WHAT THIS TASK INVOLVES
Starting with the line that contains "Task: indicate the bare" and going on through the end of the rows, arrange those lines as a numbered list, leaving out blank lines.

MATERIAL PROVIDED
******************************

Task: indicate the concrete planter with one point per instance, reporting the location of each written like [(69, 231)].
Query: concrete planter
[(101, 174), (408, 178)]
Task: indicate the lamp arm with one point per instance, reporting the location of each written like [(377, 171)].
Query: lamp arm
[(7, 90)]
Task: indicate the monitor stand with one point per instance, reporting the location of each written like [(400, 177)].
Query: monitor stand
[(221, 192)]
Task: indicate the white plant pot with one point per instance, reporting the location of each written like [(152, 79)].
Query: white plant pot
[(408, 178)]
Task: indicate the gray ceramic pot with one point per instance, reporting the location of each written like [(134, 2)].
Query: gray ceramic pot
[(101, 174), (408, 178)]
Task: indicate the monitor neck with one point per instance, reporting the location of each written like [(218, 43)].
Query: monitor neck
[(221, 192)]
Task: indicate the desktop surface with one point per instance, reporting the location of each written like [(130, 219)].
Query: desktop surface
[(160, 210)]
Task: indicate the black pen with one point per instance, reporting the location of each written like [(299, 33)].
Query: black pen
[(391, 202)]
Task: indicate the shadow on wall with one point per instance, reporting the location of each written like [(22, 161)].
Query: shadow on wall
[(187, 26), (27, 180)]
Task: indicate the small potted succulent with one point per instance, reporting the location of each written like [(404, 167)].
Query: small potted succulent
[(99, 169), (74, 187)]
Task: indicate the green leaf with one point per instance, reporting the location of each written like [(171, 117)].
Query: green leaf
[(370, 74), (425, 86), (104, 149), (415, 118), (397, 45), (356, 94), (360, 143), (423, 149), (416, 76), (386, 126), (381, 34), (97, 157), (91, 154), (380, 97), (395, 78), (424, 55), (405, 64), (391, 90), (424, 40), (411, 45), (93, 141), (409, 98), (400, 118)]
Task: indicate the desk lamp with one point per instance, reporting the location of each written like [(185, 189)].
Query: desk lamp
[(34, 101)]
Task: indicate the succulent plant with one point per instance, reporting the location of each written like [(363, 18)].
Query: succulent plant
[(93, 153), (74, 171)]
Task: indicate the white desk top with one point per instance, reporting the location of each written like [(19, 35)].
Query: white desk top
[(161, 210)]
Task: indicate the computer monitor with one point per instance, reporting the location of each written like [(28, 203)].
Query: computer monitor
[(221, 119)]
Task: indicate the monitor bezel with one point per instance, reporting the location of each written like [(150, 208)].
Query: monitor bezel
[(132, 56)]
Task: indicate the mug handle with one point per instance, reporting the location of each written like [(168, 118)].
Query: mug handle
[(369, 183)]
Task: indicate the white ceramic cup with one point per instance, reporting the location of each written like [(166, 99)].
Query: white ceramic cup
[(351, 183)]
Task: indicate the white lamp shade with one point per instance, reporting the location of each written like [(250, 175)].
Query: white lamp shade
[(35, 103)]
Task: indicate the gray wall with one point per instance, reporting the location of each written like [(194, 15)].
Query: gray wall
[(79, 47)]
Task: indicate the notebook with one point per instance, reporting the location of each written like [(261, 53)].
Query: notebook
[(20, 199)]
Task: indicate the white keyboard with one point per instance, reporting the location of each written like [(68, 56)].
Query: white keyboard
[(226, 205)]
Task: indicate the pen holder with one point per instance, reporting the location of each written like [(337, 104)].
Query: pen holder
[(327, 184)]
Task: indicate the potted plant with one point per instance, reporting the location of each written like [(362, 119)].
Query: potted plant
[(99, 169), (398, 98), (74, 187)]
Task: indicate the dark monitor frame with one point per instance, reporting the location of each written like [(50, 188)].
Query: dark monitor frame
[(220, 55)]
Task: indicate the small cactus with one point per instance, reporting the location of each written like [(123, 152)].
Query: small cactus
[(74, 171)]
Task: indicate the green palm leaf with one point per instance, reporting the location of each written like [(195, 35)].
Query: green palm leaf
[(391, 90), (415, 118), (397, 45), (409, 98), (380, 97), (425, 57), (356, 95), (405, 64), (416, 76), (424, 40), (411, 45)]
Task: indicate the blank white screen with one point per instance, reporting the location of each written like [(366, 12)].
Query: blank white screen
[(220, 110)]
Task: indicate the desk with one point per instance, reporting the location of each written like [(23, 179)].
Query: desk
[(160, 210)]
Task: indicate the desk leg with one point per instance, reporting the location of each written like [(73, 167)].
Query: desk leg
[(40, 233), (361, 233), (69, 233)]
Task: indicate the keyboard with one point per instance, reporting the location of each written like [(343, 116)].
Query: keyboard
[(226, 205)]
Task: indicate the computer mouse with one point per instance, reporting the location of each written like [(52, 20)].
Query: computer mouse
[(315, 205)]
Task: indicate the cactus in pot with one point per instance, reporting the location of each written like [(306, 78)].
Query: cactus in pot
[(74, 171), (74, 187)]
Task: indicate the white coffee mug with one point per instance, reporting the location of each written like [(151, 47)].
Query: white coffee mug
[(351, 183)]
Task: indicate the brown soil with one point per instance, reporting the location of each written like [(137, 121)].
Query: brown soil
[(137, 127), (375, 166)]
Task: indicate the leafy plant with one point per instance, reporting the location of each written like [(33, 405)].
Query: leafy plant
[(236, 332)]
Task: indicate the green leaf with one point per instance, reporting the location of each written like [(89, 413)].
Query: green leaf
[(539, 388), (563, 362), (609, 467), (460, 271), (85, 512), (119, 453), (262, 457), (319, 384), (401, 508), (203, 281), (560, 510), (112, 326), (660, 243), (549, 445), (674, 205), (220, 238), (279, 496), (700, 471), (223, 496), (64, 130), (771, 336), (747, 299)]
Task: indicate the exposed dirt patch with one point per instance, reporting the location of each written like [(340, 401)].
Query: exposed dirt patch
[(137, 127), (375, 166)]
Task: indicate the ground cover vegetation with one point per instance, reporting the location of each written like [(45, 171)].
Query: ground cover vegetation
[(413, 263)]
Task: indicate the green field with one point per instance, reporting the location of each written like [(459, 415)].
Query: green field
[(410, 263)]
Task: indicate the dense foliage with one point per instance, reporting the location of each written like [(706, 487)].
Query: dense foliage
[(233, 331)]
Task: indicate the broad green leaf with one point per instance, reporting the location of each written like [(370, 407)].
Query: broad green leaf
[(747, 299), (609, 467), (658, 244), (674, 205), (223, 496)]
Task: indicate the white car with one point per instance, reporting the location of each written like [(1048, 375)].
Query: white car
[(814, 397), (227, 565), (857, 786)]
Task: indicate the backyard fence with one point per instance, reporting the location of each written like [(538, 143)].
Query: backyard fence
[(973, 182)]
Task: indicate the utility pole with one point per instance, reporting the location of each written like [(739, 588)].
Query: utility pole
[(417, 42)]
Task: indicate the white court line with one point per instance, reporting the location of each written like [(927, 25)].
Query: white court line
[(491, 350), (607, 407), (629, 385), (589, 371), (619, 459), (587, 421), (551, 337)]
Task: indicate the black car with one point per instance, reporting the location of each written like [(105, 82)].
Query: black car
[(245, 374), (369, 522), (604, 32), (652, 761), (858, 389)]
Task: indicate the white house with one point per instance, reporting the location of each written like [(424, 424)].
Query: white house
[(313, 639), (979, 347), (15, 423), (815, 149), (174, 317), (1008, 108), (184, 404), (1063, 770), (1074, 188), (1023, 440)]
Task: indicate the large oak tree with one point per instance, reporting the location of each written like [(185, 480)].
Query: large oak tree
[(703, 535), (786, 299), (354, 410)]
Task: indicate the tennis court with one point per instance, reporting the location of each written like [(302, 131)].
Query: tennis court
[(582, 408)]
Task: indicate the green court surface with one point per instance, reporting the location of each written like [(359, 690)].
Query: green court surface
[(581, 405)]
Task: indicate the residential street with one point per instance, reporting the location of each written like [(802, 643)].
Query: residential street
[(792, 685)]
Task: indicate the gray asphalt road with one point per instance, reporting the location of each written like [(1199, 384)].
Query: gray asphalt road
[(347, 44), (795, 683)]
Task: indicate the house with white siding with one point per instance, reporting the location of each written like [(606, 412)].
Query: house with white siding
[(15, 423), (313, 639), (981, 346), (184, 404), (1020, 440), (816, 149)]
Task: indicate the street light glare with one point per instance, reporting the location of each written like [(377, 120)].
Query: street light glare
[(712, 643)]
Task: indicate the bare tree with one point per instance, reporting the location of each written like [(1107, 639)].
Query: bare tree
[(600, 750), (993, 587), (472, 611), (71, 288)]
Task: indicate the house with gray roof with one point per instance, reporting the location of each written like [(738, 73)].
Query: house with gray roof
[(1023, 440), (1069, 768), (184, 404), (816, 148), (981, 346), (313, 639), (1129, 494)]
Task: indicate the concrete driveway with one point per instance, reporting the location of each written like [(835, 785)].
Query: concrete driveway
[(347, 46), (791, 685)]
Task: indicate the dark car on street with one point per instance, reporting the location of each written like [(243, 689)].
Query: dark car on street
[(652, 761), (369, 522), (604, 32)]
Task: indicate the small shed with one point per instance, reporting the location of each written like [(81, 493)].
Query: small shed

******************************

ANSWER TO THIS TASK
1. Task: indicate the bare tree with one point per instance, reporting the location of each written like [(1107, 639)].
2. Query: bare tree
3. [(600, 750), (993, 587), (472, 611), (71, 288)]
4. Task: indicate the house with gray roof with one point per instance, reporting the location of each written like [(738, 73)].
5. Query: house with gray roof
6. [(1023, 440), (1069, 768), (184, 404), (816, 148), (981, 346), (313, 639), (1129, 494)]
7. Task: indicate the concrete driveway with one point per instance, reporting the location of each written like [(835, 785)].
8. Query: concrete driveway
9. [(347, 46), (791, 685)]
10. Task: indicate the dark car on street with one point per instance, reporting the location of each written like [(243, 689)].
11. Query: dark car on street
12. [(652, 761), (369, 522), (604, 32)]
13. Task: indicate the small shed with one point per instance, reporting the location of each written like [(81, 493)].
14. Query: small shed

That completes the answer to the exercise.